> JOB
Can you copy out the records below word for word, beginning at the line that contains "Please annotate the white boat" and stopping after the last line of the records, with both of those lines included?

> TASK MATERIAL
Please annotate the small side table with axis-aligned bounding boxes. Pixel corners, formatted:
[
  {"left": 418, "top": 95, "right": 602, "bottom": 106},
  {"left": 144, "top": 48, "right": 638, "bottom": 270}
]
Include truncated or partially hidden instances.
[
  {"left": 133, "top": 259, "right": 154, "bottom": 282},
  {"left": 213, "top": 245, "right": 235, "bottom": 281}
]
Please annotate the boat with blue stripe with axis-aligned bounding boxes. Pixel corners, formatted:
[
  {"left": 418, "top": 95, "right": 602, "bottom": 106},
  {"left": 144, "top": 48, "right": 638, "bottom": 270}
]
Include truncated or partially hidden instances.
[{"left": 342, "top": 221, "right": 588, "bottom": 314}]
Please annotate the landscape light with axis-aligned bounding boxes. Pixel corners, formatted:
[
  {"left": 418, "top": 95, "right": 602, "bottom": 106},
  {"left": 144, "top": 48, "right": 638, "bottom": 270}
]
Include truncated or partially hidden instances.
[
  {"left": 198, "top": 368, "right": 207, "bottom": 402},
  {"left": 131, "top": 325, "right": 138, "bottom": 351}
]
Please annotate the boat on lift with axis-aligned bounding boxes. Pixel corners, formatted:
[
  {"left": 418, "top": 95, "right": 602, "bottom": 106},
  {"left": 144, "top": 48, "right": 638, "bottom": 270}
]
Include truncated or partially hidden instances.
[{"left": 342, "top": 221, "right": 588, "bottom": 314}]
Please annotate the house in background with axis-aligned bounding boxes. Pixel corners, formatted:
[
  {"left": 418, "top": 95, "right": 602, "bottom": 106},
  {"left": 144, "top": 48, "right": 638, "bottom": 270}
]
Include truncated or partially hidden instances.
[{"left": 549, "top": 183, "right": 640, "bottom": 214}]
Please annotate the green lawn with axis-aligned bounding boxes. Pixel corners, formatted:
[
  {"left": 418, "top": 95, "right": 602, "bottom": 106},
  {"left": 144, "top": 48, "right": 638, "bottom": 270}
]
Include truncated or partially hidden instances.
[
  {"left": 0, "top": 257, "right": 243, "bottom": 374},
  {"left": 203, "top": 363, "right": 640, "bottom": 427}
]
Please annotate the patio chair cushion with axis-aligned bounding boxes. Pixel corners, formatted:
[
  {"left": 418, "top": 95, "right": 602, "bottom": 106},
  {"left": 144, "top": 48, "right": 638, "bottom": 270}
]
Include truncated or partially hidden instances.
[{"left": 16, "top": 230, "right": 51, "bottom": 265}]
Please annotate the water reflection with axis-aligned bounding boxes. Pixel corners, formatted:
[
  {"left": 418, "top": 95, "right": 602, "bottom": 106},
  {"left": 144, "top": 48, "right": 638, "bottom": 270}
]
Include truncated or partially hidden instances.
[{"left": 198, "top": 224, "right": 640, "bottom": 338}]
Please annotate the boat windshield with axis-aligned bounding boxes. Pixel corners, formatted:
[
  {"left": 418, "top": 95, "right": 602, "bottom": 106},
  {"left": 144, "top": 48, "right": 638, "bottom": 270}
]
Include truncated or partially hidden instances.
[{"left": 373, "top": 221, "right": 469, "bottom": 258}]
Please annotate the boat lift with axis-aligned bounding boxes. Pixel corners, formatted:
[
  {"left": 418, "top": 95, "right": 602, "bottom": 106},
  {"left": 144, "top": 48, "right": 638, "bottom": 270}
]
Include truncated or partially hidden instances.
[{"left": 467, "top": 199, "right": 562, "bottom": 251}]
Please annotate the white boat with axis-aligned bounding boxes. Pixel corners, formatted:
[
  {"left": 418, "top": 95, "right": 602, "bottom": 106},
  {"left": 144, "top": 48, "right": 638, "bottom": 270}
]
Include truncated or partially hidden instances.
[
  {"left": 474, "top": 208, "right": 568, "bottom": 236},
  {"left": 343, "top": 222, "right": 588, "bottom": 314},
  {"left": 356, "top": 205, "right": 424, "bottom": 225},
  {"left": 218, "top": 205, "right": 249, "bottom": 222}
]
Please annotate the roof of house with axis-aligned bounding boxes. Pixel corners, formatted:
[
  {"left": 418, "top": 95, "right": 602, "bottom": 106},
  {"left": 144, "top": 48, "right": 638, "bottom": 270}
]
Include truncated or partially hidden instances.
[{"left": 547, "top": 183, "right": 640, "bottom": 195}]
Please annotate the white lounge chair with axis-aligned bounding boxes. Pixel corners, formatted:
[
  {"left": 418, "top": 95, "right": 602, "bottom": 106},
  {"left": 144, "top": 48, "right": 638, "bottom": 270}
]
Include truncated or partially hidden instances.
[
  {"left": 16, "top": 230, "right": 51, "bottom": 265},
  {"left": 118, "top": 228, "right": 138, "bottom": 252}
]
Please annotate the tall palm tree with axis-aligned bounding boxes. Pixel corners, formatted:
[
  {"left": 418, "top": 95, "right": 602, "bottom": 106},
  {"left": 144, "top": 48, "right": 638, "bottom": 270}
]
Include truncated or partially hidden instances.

> PROBLEM SOLUTION
Please annotate the white boat with axis-aligned bounding boxes. Pixel corners, formatted:
[
  {"left": 418, "top": 95, "right": 602, "bottom": 106},
  {"left": 144, "top": 48, "right": 638, "bottom": 270}
]
Include truncated or partially hidden instances.
[
  {"left": 474, "top": 208, "right": 568, "bottom": 236},
  {"left": 343, "top": 222, "right": 588, "bottom": 314},
  {"left": 356, "top": 205, "right": 424, "bottom": 225},
  {"left": 218, "top": 205, "right": 249, "bottom": 222}
]
Please annotate the roof of house with axis-aligned bounding boxes. Pixel corners, formatted:
[
  {"left": 418, "top": 95, "right": 602, "bottom": 106},
  {"left": 144, "top": 48, "right": 638, "bottom": 270}
]
Include truncated or partially hidden instances.
[{"left": 547, "top": 183, "right": 640, "bottom": 195}]
Please annotate the white lounge chair with axis-aligned bounding boxes. Pixel corners, formatted:
[
  {"left": 418, "top": 95, "right": 602, "bottom": 106},
  {"left": 144, "top": 48, "right": 638, "bottom": 270}
]
Include truncated or partially hidden instances.
[
  {"left": 16, "top": 230, "right": 51, "bottom": 265},
  {"left": 118, "top": 228, "right": 138, "bottom": 252}
]
Please annotate the tall palm tree with axis-aligned bounding boxes. Pixel corners, formatted:
[
  {"left": 418, "top": 95, "right": 602, "bottom": 106},
  {"left": 144, "top": 48, "right": 638, "bottom": 270}
]
Include truncated or partially hidden instances.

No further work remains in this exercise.